# Work order:
A word-for-word copy of the entries is the only acceptable reply.

# Supplied material:
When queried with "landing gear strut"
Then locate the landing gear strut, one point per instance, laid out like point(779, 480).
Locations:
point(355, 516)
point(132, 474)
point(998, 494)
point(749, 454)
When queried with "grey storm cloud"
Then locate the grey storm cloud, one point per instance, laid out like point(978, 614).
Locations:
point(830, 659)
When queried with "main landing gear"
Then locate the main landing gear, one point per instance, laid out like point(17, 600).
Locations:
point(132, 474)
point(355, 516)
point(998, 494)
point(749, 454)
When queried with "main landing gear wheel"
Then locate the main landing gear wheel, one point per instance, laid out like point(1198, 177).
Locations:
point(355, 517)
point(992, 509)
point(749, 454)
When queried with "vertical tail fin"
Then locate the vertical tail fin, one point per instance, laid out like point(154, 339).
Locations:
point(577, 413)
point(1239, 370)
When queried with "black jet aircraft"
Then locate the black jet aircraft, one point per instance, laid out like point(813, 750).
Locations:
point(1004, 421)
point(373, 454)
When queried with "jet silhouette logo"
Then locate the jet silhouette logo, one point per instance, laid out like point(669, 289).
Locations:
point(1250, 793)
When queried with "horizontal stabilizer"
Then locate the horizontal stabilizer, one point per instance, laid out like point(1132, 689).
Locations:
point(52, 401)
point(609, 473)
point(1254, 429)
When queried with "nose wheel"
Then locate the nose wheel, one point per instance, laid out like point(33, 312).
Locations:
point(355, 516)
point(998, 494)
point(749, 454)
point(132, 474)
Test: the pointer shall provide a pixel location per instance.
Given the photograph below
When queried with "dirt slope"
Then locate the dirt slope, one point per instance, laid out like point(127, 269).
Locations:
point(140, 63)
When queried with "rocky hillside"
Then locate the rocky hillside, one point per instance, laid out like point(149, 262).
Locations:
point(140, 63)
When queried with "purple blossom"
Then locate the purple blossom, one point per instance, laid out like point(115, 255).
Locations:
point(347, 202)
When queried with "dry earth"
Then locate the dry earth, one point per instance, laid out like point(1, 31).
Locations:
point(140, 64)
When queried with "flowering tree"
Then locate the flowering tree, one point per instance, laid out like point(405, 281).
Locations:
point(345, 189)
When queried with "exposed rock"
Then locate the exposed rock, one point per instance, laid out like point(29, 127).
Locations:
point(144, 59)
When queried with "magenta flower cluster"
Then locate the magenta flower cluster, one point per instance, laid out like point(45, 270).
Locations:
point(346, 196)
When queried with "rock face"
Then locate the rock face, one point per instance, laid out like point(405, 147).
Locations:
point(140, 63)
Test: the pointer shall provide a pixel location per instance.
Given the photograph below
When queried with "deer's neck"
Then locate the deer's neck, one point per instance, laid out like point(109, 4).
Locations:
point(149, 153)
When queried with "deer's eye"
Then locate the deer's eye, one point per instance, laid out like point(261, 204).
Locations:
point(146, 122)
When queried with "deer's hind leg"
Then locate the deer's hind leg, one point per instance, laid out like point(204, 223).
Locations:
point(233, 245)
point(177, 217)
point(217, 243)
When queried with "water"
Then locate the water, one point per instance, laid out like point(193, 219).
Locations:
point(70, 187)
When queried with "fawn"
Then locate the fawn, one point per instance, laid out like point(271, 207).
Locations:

# Exercise response:
When queried with "landing gear strut"
Then locate the landing gear strut, one point per instance, laid out like point(779, 480).
Locations:
point(355, 516)
point(132, 474)
point(998, 494)
point(749, 454)
When queried with "grey storm cloud"
Then locate the grey storm cloud, one point per instance, laid out like point(978, 614).
Locations:
point(830, 659)
When queried with "main landing gear"
Then locate the main landing gear, one point per instance, laid out like point(17, 600).
Locations:
point(132, 474)
point(355, 516)
point(998, 494)
point(749, 454)
When queried with "main landing gear wheel"
Then locate the main landing gear wheel, one point per instance, laid out like point(1198, 177).
Locations:
point(355, 517)
point(992, 509)
point(749, 454)
When queried with "vertical tail fin"
Then locate the vertical tail fin, one point per instance, laid out like point(154, 339).
Locations:
point(577, 413)
point(1239, 370)
When queried with "black jet aircraft"
Then locate the black jet aircraft, one point per instance, laid out like point(813, 750).
Locations:
point(1004, 421)
point(373, 454)
When queried with "jet silhouette logo"
Then locate the jet silhouette logo, one point per instance, laid out like point(669, 289).
Locations:
point(1250, 793)
When queried with "horizontal stabilizer"
Then locate the horizontal stabilizer, one point per instance, laid out like point(1132, 689).
Locations:
point(52, 401)
point(609, 473)
point(1254, 429)
When queried with "nose wheel"
Then locate the nose wheel, one point per instance, laid out like point(33, 312).
Locations:
point(355, 516)
point(998, 494)
point(749, 454)
point(132, 474)
Test: the pointer shall provide a pixel location per instance.
Given the photograph below
When queried with "dirt slope"
Then locate the dirt slope, one point per instance, laid out like point(127, 269).
Locations:
point(140, 63)
When queried with "rocky hillside"
Then locate the rocky hillside, one point per instance, laid out like point(149, 262).
Locations:
point(140, 63)
When queried with "purple blossom"
Then locate the purple blossom, one point per instance, laid out like point(115, 255).
Locations:
point(347, 202)
When queried with "dry earth"
Then locate the dry earth, one point per instance, laid out like point(1, 31).
Locations:
point(140, 64)
When queried with "flowering tree"
Then locate the flowering tree, one point per instance, laid out like point(405, 281).
Locations:
point(345, 189)
When queried with "exposed rock"
Then locate the exposed rock, one point per instance, laid out like point(29, 127).
Locations:
point(144, 59)
When queried with "magenta flower cluster"
Then locate the magenta flower cluster, one point per instance, laid out like point(45, 270).
Locations:
point(346, 196)
When queried with "rock face"
Then locate the rock face, one point per instance, laid out like point(405, 147).
Locations:
point(140, 63)
Test: the pointer shall provide a pixel location per instance.
Given the photograph below
When queried with "deer's neck"
Then locate the deer's neck, one point per instance, laid out like point(109, 4).
Locations:
point(149, 153)
When queried with "deer's eye"
Then locate the deer's eye, one point per instance, laid out like point(261, 204).
Locations:
point(146, 122)
When queried with "deer's hind leg"
Then locate the deer's hind leg, one point per instance, laid out like point(204, 223).
Locations:
point(233, 245)
point(177, 217)
point(217, 243)
When queried with "water"
Then locate the water, one point per instance, laid out like point(193, 219).
Locations:
point(70, 187)
When queried with "fawn"
Then locate the fawn, one point per instance, laid out like point(271, 207).
Locations:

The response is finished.